**AIM:**
Extract the line that contains "Place a dot on every instance of the glowing" and every line after it to the end of the records below, exactly as written and nothing else.

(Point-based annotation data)
┄┄┄┄┄┄┄┄┄┄┄┄┄┄┄┄┄┄┄┄

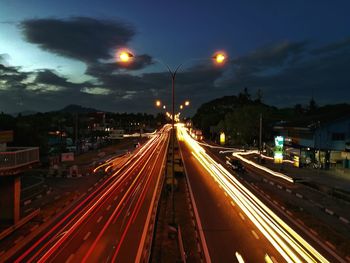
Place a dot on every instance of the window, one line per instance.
(338, 136)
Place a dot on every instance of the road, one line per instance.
(233, 219)
(110, 222)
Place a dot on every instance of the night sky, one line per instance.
(55, 53)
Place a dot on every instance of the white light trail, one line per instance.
(291, 246)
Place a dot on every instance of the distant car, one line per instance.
(235, 165)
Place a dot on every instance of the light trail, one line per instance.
(291, 246)
(271, 172)
(91, 202)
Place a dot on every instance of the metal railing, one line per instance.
(15, 157)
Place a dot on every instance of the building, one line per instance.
(13, 161)
(326, 141)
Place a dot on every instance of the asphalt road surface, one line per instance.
(109, 222)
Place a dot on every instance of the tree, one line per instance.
(259, 96)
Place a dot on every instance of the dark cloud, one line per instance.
(323, 74)
(271, 56)
(333, 47)
(287, 73)
(49, 77)
(82, 38)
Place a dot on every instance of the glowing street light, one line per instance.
(125, 56)
(220, 57)
(158, 103)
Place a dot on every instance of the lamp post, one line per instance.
(125, 57)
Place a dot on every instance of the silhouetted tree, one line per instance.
(312, 106)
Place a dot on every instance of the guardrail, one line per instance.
(16, 157)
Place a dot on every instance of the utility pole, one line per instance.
(260, 136)
(76, 134)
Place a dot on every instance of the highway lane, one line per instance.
(287, 244)
(96, 230)
(226, 229)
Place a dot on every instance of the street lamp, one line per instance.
(125, 56)
(158, 103)
(219, 58)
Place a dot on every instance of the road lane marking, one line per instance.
(18, 239)
(87, 236)
(242, 216)
(255, 234)
(70, 258)
(239, 257)
(33, 228)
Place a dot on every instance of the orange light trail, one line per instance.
(291, 246)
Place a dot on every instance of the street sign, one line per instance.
(278, 151)
(67, 157)
(6, 136)
(222, 138)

┄┄┄┄┄┄┄┄┄┄┄┄┄┄┄┄┄┄┄┄

**WRITTEN RESPONSE:**
Place a dot on every instance of the glowing street light, one line per instance.
(125, 56)
(220, 57)
(158, 103)
Place a dot on every instance of the lamp post, one line per instance.
(125, 57)
Place a dot on every instance of the silhouetted tree, one line per instance.
(312, 106)
Place a dot on every instance of the guardrail, one line per instance.
(16, 157)
Place a dot on every instance of the utility pole, one line per instance.
(260, 136)
(76, 134)
Place a dot on every instance of the highway lane, one line per instance.
(287, 244)
(96, 230)
(226, 229)
Place a dot on every instance of the street lamp, one line per instance.
(125, 56)
(158, 103)
(219, 58)
Place a dot on every instance of the road lane marking, one line per instance.
(18, 239)
(87, 236)
(242, 216)
(255, 234)
(70, 258)
(239, 257)
(33, 228)
Place a dot on every instance of the orange light trail, one line per instance.
(291, 246)
Place a dot on every instance of the street sign, one line per instance.
(278, 151)
(67, 157)
(6, 136)
(222, 138)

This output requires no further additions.